_DOCUMENT SECTION:_
####
Refactor grid-stride loop

Move grid-stride loop out of GPU kernels. @ashesh2512 noticed performance issues with grid-stride loops on AMD GPUs in PelePhyscis's large kernels. Thank @AlexanderSinn for the suggestion implemented in this PR.
WeiqunZhang · Oct 11, 2024 · 8293699 · 8293699
1 parent fcc5bd2
commit 8293699
Show file tree

Hide file tree

Showing 2 changed files with 39 additions and 10 deletions.
####
_GIVEN REQUEST 1:_ Select every line in the rows that contains the string "logo", matching case exactly.
The commit page and the rows that follow it come from unrelated sources.

(Collection entries)
####
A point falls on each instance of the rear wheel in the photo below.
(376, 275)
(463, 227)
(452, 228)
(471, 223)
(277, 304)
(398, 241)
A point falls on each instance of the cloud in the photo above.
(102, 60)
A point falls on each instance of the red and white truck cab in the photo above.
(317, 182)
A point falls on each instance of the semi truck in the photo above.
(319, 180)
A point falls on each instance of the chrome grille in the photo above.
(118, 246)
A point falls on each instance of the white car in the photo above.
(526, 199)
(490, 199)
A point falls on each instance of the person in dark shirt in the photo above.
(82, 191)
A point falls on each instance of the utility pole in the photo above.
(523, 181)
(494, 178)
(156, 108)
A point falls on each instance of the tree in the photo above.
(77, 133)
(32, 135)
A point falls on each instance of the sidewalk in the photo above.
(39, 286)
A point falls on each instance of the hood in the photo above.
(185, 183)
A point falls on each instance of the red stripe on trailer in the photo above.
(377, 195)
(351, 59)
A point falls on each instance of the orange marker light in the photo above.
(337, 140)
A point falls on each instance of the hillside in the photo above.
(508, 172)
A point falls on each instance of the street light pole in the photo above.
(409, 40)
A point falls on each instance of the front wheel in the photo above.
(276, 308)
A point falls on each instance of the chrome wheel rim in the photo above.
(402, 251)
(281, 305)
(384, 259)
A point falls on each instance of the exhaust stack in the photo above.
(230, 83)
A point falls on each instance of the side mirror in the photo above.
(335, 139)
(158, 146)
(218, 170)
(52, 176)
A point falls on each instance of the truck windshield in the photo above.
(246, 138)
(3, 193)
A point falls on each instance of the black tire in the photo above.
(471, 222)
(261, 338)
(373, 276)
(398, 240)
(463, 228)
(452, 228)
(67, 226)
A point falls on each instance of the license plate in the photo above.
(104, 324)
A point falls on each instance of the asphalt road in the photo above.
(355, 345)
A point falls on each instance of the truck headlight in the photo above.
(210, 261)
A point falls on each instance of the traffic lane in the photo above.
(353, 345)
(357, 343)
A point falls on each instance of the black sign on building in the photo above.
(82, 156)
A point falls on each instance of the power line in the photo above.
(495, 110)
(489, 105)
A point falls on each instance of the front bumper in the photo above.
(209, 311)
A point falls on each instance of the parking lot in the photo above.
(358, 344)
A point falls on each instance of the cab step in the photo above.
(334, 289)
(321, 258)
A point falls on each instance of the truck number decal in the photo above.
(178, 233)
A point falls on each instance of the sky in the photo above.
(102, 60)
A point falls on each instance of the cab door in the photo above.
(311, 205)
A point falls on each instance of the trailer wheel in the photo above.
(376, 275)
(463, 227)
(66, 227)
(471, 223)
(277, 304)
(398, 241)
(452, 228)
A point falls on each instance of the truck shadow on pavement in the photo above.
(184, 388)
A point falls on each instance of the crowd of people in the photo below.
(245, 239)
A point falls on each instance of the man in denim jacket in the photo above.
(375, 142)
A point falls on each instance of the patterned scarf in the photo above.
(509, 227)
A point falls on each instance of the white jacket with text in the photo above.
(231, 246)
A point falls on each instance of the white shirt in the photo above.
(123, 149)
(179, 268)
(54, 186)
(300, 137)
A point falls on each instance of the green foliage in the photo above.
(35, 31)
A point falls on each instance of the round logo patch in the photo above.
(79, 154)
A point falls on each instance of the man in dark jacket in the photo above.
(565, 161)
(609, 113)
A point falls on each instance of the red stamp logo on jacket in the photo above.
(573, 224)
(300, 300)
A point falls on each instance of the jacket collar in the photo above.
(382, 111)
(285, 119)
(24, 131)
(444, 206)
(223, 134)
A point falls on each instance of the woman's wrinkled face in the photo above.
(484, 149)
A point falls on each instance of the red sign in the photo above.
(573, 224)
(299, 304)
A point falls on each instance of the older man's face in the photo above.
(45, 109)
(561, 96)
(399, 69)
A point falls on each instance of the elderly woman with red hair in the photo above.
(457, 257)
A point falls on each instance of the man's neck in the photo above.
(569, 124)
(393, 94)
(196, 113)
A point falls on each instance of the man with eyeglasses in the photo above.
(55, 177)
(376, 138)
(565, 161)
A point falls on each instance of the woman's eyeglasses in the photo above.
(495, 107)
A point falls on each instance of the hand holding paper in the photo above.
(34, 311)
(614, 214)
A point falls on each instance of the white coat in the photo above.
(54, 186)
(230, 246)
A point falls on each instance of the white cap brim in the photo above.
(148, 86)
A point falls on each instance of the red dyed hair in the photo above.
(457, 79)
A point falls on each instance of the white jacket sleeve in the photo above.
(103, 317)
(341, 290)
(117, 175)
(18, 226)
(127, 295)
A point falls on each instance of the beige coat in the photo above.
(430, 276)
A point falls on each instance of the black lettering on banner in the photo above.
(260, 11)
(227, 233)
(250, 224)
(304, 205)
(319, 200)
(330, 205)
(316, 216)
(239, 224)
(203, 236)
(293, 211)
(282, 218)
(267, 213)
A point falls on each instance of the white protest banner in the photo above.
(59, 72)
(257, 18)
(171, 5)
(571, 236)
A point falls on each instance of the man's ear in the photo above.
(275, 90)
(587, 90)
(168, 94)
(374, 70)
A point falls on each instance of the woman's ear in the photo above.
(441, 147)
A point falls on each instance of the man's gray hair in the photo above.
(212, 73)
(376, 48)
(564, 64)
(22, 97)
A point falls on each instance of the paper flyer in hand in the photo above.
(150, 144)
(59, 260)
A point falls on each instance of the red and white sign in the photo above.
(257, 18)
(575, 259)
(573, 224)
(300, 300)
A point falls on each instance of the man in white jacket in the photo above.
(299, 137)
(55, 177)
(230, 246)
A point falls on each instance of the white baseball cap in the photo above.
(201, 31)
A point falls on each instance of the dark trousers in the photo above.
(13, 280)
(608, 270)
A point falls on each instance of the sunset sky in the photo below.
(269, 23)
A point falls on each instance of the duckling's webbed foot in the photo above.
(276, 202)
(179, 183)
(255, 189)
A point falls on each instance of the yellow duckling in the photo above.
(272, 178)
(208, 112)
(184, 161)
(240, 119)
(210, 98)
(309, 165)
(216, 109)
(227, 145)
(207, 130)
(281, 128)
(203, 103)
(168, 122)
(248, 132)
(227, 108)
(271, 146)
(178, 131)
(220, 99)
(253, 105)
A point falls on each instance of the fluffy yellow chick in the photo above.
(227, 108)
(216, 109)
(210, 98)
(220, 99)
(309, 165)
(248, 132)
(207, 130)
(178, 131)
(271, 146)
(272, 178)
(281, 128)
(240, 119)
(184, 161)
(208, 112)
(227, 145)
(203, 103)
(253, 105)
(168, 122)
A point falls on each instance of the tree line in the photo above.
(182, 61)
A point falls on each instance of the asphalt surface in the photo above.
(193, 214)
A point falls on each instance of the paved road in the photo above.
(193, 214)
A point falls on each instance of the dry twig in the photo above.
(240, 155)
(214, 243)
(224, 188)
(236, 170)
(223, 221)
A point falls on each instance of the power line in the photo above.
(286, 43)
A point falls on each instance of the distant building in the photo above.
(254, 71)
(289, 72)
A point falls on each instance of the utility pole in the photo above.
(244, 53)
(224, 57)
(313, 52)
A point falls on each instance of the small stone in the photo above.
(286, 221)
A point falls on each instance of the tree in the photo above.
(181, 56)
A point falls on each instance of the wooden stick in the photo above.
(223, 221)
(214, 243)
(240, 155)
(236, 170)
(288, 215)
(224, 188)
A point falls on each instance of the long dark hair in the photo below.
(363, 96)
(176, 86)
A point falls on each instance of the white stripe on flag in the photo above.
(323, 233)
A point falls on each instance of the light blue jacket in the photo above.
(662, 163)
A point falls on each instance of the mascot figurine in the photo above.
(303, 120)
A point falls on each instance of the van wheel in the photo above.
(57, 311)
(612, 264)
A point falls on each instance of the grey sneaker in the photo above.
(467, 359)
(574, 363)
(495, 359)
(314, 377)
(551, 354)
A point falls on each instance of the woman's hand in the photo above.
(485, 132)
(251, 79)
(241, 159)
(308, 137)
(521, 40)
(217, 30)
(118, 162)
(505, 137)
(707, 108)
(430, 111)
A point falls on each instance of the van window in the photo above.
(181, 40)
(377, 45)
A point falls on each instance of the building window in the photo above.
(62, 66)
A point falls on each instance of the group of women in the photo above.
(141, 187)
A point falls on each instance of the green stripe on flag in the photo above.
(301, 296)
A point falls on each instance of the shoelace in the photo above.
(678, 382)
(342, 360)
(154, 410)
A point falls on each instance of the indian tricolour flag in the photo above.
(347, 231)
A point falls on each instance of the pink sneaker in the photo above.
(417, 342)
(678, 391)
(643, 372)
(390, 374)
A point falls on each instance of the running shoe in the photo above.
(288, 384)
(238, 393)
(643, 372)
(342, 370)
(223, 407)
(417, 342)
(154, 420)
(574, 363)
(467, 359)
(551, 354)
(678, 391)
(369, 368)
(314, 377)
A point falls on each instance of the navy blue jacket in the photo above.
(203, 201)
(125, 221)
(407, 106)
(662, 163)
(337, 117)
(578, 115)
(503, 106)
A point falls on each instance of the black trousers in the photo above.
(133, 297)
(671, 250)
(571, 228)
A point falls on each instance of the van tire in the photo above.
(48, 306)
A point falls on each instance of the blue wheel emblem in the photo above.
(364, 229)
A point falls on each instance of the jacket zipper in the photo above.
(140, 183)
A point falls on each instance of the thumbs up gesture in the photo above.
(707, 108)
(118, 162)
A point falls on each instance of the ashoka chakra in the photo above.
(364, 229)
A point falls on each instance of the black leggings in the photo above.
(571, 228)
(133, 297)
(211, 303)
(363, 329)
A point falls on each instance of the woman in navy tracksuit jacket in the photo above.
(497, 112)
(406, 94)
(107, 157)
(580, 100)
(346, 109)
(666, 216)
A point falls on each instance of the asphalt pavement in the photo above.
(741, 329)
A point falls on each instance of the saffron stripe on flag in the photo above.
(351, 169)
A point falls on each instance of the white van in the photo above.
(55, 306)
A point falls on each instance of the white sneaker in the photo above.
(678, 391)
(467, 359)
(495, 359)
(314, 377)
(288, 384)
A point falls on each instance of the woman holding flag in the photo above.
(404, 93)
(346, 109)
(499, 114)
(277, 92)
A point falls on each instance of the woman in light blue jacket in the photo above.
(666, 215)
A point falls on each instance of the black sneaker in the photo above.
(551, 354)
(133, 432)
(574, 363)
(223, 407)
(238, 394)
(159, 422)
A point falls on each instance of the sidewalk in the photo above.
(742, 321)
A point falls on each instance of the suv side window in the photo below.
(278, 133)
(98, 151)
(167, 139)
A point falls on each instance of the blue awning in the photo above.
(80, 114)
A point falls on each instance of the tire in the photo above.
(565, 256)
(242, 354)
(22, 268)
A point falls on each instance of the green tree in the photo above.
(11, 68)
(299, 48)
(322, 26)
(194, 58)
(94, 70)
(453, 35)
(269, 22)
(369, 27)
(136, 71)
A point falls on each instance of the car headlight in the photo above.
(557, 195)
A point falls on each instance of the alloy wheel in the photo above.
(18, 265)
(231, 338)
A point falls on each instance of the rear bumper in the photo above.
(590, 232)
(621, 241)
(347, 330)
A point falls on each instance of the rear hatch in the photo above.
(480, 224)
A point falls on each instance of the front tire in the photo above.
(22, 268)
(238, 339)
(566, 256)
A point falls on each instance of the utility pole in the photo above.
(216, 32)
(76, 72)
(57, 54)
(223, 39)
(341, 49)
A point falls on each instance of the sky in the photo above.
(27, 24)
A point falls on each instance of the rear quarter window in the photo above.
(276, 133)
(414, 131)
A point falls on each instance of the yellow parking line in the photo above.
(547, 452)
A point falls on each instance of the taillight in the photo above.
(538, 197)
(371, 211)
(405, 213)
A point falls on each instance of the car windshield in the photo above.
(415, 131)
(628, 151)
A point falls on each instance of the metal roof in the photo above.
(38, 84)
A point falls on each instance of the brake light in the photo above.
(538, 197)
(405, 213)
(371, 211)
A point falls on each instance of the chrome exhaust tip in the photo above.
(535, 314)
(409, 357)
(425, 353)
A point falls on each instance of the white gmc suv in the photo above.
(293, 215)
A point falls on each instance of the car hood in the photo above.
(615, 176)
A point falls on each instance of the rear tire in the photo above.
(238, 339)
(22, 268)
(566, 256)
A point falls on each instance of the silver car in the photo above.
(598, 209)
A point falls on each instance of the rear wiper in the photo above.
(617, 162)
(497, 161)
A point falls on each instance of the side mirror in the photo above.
####
_GIVEN REQUEST 2:_
Answer these questions about the grid-stride loop commit page:
(a) Who noticed performance issues with grid-stride loops, and on which GPUs?
(b) Who made the commit, and on what date?
(c) How many files changed, and how many additions and deletions were there?

_COMPLETE ANSWER 1:_
A point falls on each instance of the round logo patch in the photo above.
A point falls on each instance of the red stamp logo on jacket in the photo above.

_COMPLETE ANSWER 2:_
(a) @ashesh2512, on AMD GPUs
(b) WeiqunZhang, on Oct 11, 2024
(c) 2 files, with 39 additions and 10 deletions